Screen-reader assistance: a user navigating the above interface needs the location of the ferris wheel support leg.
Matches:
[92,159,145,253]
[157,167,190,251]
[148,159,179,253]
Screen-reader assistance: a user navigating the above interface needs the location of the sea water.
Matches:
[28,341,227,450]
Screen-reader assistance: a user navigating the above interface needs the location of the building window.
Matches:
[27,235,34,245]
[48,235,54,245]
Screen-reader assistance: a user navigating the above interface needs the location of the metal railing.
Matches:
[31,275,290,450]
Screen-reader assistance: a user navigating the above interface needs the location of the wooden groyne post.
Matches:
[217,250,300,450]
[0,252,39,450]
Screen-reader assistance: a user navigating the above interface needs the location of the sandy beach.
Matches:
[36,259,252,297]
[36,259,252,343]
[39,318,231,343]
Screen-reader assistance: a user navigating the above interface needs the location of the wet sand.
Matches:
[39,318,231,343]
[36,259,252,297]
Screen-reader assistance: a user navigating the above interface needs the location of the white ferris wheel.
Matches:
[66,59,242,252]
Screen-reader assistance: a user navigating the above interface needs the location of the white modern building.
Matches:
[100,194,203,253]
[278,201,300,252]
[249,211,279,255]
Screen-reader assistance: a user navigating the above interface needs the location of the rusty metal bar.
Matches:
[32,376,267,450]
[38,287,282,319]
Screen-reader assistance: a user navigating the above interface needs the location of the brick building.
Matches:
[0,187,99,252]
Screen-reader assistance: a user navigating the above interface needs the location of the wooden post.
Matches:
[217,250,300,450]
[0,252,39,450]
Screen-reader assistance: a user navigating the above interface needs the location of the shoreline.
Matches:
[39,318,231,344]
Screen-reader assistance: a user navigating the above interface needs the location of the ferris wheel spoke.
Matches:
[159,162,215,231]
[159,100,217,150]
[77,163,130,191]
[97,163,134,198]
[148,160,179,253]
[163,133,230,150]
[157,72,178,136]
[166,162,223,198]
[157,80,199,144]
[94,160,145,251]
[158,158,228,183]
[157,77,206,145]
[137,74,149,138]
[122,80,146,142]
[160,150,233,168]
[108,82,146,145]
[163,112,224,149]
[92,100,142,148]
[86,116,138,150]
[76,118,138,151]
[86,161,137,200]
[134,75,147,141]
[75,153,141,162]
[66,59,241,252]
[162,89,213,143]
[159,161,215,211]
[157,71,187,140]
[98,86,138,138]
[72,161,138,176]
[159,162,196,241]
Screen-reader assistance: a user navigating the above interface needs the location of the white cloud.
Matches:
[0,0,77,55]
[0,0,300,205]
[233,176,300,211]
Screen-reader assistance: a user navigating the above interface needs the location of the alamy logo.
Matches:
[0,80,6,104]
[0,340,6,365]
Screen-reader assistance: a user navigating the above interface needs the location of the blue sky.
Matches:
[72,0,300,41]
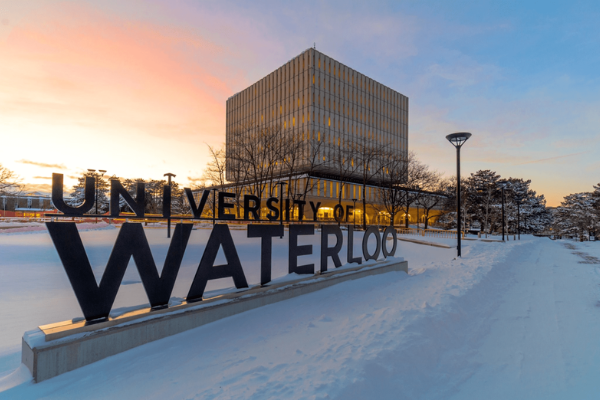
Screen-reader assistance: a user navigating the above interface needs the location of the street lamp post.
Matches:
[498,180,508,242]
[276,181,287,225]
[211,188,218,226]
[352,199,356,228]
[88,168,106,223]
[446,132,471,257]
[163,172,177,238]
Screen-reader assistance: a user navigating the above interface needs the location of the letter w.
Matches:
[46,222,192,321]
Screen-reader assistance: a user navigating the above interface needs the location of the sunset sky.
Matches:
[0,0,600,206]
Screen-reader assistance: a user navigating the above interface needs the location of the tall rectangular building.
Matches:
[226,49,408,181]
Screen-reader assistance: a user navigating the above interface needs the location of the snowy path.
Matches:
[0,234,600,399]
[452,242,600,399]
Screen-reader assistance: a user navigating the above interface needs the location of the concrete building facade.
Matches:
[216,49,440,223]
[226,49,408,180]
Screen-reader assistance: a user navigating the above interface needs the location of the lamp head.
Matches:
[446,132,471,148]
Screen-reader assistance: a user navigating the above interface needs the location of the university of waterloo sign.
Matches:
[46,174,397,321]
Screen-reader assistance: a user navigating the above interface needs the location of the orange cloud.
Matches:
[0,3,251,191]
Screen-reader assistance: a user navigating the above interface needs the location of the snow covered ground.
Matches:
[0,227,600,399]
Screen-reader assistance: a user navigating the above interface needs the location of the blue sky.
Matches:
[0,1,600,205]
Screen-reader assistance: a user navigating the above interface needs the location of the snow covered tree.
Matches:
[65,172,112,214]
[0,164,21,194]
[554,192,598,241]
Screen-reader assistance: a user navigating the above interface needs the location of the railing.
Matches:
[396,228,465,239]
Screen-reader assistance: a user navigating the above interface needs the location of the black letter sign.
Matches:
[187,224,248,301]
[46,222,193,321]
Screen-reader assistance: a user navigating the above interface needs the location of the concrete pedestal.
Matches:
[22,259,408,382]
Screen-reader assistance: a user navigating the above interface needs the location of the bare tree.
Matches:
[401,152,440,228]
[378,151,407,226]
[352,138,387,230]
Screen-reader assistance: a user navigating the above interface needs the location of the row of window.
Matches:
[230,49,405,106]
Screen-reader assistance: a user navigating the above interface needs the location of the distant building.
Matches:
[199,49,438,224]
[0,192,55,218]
-------------------------
**EXERCISE REQUIREMENTS**
Rewrite the records from the line with "the orange cloud." through the line with "[352,138,387,230]", both included and with their requests, shifting every bounding-box coordinate up by 135.

**CORRECT RESULT**
Screen-reader assistance: a user navigating the above interface needs the location of the orange cloud.
Matches:
[135,138,386,326]
Screen-reader assistance: a user navigating the above interface needs the location of the snow covered ground.
Matches:
[135,362,735,534]
Screen-reader assistance: a user navigating the above interface needs the location of the blue sky.
Matches:
[135,136,735,340]
Screen-reader assistance: a user navigating the above interface needs the location of the snow covered tree.
Matches:
[200,307,247,349]
[135,299,156,329]
[689,327,733,376]
Screen-reader assistance: a user navigating the above interface needs the location of the railing.
Matches:
[531,363,600,374]
Screen-reader assistance: a user navigating the above interface needs the location of the black letter sign.
Matches:
[322,359,383,436]
[181,357,328,456]
Screen-reader assistance: a user navigating the above interface needs the location of the concrete pedestal.
Matches:
[157,394,543,517]
Screen-reader assistance: a user navigating the above interface needs the location of the bare tree.
Matches:
[536,287,575,363]
[513,286,542,361]
[487,273,522,365]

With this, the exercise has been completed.